• **DOCUMENT EXCERPT**:
SAN FRANCISCO (CBS/AP) -- The digital domain is creeping off our desktops and onto our bodies. There are music players that match your tunes to your heart beat and mood sweaters that change color depending on your emotional state.

Tech entrepreneur Manish Chandra said anything that makes our lives simpler and brings the interaction closer is going to succeed. He spoke to hundreds of engineers, designers and developers Monday at a wearable technology conference and fashion show in San Francisco.

This year Google's glasses and rumors of Apple's iWatch are popularizing the field. Analyst Shane Walker at IHS Global Insights said last year the market for wearable totaled almost $9 billion. That should climb to $30 billion by 2018.

"Everyone agrees the race is just beginning, and I think we're going to see some very, very big leaps in just the next year," Chandra said.

Humans have been wearing technology for centuries, from strapped-on compasses to pocket watches. The current surging industry is centered throughout Silicon Valley and the San Francisco Bay Area, where mostly smaller startups design their products locally and have them manufactured in Asia to take advantage of cheap labor. Monday's conference was one of several focusing exclusively on wearable technology, which has long been a sideshow to mainstream laptops and smartphones.

As wearable technologies proliferate, humans will need to adapt, said Georgia Tech professor Thad Starner. He advises Google on its glasses, which are lightweight frames equipped with a hidden camera and tiny display that responds to voice commands. Starner has worn his for several years.

"We're talking about paradigm changing devices," said Starner. "Capabilities that people haven't thought of before."

He said that, unlike computers and tablets that people engage with, wearable computers are designed to be in the background, secondary to the wearer's attention.

"It seems like a paradox, but when you pull the technology closer to your body, there's a seamless interaction, it's more an extension of yourself," he said.

But there are sure to be cultural and social issues. Google Glass - and some emerging competitors - have raised concerns of people who don't want to be surreptitiously videoed or photographed. And what about interacting?

• **RECORDS SUPPLIED**:
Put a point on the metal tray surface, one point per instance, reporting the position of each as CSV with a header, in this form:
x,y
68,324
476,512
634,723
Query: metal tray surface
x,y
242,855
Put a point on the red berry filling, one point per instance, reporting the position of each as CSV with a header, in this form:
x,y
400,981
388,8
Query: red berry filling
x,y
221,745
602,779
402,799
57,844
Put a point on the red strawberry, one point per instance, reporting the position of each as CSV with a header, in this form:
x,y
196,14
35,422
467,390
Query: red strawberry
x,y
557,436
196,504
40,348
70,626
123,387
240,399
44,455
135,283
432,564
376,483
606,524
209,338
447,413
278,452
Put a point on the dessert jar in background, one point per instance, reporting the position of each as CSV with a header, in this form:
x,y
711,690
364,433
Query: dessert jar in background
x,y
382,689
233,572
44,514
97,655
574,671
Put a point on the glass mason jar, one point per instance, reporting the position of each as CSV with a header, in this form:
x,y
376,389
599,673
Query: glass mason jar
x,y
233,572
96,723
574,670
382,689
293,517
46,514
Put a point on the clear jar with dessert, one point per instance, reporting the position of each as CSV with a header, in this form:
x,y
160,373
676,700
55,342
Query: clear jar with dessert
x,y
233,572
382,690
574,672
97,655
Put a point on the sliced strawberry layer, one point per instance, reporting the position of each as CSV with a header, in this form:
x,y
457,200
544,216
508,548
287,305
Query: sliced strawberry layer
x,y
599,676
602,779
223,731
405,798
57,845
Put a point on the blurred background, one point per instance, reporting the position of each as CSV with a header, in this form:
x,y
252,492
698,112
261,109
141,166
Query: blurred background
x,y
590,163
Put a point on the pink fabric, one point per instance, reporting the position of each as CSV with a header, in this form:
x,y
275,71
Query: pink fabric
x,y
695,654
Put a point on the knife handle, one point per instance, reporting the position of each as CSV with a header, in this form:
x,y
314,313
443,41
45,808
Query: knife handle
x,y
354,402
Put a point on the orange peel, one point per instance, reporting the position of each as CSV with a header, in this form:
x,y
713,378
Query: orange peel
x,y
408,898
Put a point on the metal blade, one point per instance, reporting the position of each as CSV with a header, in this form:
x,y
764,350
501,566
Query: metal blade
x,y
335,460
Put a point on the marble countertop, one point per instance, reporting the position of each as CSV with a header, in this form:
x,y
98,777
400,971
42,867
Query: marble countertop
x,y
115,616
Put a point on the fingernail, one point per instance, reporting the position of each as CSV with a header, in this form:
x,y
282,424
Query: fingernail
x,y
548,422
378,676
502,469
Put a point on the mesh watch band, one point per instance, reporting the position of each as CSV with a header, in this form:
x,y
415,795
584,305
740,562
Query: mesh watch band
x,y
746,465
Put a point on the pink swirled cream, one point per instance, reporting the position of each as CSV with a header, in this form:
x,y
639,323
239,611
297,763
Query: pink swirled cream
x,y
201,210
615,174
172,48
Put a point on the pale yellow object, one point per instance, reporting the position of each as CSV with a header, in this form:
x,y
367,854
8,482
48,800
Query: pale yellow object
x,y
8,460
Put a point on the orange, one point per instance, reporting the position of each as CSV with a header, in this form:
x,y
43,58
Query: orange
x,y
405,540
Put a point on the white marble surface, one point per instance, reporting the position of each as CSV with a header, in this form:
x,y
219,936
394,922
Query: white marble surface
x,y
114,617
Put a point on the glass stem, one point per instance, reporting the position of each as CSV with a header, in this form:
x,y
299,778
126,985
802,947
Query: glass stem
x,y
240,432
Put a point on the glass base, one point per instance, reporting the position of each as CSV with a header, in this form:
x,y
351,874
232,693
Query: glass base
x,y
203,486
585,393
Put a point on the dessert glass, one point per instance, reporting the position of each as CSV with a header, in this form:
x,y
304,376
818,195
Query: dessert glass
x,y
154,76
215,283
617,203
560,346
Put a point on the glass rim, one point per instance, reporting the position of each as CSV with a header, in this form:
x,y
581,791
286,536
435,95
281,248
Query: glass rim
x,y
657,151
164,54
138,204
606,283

• **SHORT PROBLEM 1**: Can you reproduce the entries word for word, from the line containing "Put a point on the dessert glass, one" through the last line of the entries?
• **SHORT PROBLEM 2**: Could you continue the article on wearable technology, starting after its final sentence?
The article on wearable technology and the entries after it are unrelated material.

• **RESULT 1**:
Put a point on the dessert glass, one point per instance, reporting the position of each as CSV with a header, in this form:
x,y
304,376
818,195
Query: dessert glass
x,y
154,76
215,283
617,203
560,346
Put a point on the glass rim, one point per instance, reporting the position of each as CSV with a header, in this form:
x,y
581,791
286,536
435,95
281,248
Query: glass rim
x,y
657,151
164,54
138,204
606,283

• **RESULT 2**:
At Monday's conference, attendees slipped on monitors that measured their heart rates and temperatures to reflect whether they really were enjoying a movie, and shot photos through their Google Glasses of Vibease, the world's first wearable vibrator controlled by smartphones, promising long distance intimacy.

"Do you really want a touch screen on the front of your t-shirt? Is it socially acceptable to be poked all over your body for somebody to use your wearable computer?" asked Geneviève Dion, who directs a fashion and technology lab at Drexel University.

The answer, for some, is no.

In a newly released survey from Cornerstone OnDemand, 42 percent of workers said they would not be willing to strap on wearable tech for their jobs, with older and more traditional employees more reluctant than their counterparts. The survey polled 1,029 Americans aged 18 and over in August, and had a 3.1 percent margin of error.

And then there's an issue of bandwidth, said Ritch Blasi, a consultant with SVP-Comunicano who researches the wearable technology market. At this point, there simply isn't enough network service to support universal and constant wireless use, he said. But that too will catch up.

"It almost makes you think everyone is going to turn into a cyborg," he said, referring to a fictional, prosthetic-laden high tech comic book superhero.

And will they?

"When you look at the world and everything people are doing?" said Blasi, pausing for a moment. "I think the answer to that is yes."